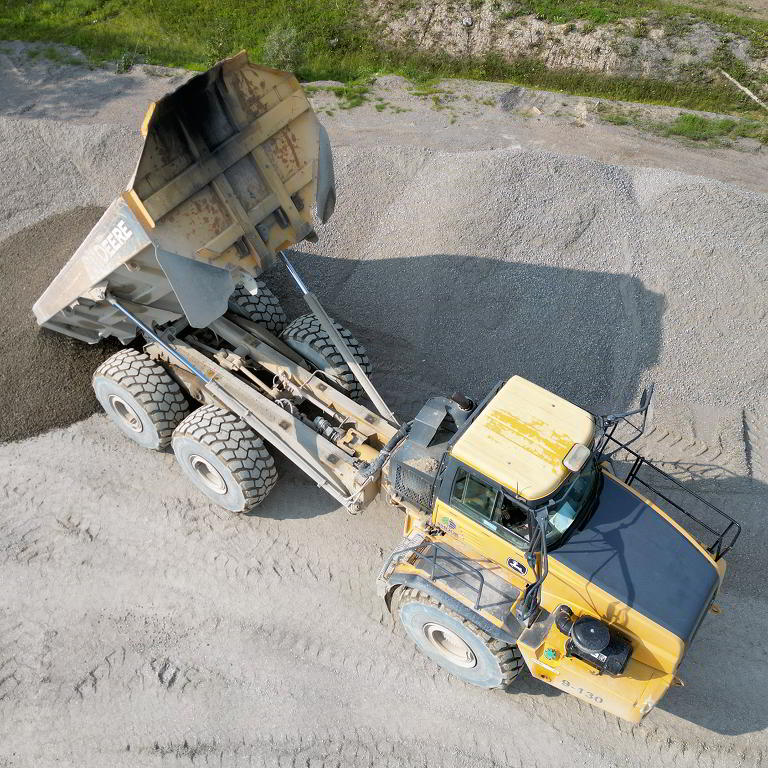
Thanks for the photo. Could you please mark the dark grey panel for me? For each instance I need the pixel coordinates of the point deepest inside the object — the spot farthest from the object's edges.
(634, 554)
(202, 290)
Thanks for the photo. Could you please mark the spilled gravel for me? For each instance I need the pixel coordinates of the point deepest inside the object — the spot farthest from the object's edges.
(45, 377)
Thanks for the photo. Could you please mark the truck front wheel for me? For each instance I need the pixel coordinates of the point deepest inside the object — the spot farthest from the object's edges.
(455, 643)
(224, 458)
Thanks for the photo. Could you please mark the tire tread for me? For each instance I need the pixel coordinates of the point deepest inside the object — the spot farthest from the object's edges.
(237, 445)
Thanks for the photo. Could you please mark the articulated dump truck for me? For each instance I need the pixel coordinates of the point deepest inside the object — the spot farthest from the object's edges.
(534, 534)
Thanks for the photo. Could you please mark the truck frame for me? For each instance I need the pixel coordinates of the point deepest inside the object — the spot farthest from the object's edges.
(234, 162)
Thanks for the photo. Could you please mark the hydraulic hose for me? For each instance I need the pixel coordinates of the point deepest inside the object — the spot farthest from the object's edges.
(367, 472)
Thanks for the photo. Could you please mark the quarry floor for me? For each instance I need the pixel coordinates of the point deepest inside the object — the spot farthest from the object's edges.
(141, 626)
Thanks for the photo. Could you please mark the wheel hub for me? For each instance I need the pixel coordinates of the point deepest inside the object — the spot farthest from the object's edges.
(449, 645)
(208, 474)
(126, 413)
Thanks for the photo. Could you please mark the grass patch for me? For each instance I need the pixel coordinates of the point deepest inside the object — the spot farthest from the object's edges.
(688, 126)
(324, 40)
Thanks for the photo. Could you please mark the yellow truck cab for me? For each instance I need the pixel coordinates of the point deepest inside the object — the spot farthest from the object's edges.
(520, 530)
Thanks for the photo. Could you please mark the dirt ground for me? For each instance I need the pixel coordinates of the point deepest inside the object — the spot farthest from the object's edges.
(141, 626)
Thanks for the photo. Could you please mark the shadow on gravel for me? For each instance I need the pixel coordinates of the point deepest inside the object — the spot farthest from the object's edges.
(724, 669)
(448, 322)
(444, 322)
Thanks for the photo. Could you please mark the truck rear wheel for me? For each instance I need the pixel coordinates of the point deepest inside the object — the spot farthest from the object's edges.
(455, 643)
(306, 336)
(224, 458)
(263, 307)
(141, 397)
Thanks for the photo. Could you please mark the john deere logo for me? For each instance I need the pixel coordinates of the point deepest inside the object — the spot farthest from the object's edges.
(516, 565)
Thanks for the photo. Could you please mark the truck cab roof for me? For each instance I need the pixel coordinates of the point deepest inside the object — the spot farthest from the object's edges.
(521, 437)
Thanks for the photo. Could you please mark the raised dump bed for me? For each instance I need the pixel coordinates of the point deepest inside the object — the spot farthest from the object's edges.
(233, 163)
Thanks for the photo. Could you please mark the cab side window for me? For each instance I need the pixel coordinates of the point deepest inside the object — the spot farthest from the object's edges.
(512, 518)
(472, 496)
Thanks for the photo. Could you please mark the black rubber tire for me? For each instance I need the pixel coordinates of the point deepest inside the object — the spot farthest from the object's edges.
(141, 397)
(306, 336)
(497, 663)
(263, 307)
(214, 439)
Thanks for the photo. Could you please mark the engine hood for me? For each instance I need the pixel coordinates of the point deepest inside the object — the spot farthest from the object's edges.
(633, 553)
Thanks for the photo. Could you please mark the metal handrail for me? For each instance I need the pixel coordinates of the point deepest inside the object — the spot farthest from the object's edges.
(444, 555)
(719, 546)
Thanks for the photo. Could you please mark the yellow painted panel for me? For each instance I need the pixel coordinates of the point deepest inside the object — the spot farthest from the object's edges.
(522, 436)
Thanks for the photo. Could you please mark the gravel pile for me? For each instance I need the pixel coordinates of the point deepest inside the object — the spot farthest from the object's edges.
(45, 377)
(459, 269)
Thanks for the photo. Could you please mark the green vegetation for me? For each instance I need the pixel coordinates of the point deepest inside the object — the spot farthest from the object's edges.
(330, 40)
(689, 126)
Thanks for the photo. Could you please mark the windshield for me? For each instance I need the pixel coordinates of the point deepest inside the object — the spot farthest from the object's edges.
(577, 493)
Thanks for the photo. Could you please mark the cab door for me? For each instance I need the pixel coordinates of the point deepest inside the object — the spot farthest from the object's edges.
(476, 510)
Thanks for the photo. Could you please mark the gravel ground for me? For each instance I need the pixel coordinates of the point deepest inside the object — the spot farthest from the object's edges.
(141, 626)
(45, 376)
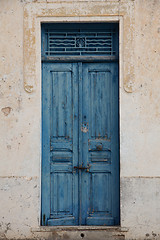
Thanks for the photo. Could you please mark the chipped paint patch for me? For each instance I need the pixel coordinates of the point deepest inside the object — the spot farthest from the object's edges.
(84, 128)
(6, 110)
(28, 88)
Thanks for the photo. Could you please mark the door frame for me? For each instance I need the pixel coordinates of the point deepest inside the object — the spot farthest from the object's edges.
(103, 19)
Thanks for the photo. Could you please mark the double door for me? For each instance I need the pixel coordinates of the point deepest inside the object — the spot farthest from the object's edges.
(80, 144)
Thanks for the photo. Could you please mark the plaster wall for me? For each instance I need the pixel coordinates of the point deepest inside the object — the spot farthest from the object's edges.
(20, 109)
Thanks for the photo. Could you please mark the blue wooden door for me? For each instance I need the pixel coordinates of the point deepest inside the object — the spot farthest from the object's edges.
(80, 160)
(100, 144)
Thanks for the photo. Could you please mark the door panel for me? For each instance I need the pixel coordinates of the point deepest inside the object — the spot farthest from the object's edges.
(60, 110)
(99, 144)
(80, 141)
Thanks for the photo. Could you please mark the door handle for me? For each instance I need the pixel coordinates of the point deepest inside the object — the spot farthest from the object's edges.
(82, 168)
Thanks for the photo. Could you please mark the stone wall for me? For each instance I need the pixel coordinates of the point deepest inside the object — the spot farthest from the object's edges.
(20, 109)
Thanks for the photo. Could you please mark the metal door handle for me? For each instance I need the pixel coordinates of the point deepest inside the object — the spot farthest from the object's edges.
(82, 168)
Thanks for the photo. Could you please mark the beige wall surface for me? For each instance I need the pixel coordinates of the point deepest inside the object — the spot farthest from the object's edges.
(20, 109)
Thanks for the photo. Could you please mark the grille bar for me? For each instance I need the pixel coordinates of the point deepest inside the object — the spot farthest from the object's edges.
(79, 43)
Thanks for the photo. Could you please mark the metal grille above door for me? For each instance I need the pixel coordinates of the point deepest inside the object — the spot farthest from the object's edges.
(79, 40)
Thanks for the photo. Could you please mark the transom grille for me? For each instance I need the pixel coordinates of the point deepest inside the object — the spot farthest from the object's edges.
(79, 42)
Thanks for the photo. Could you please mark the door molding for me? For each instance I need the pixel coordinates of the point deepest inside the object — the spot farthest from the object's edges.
(103, 19)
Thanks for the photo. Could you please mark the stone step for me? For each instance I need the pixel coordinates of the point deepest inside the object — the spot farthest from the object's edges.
(79, 233)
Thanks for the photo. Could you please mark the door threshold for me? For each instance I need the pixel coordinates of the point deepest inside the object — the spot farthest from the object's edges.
(79, 228)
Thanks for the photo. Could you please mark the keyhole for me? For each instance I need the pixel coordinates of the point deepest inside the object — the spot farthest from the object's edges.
(82, 235)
* * * * * * *
Direction: Write out, word for word, every line from the one containing "Thanks for the photo. Could you please mark the door molding" through the last line of the records above.

Solution for this exercise:
Thanks for the photo. Could you please mark the door molding for me? For each instance I need the pixel coordinates of the point deepest inside the object — the spot farthest from the object's edges.
(103, 19)
Thanks for the photo. Could you please mark the stone step for me? For each instance I need the pixel coordinates of the point deepest inside the object — the spot farthest from the object's edges.
(79, 233)
Thanks for the photo. Could you please mark the door threshold for me? For each instance I need the pixel coordinates of the point deepest inside the object — the spot farthest from the object's edges.
(79, 228)
Thanks for the photo. Could you please mark the keyhole for me? For each instance I need the pixel coordinates of the point deepest inside the object — the spot farthest from the object's edges.
(82, 235)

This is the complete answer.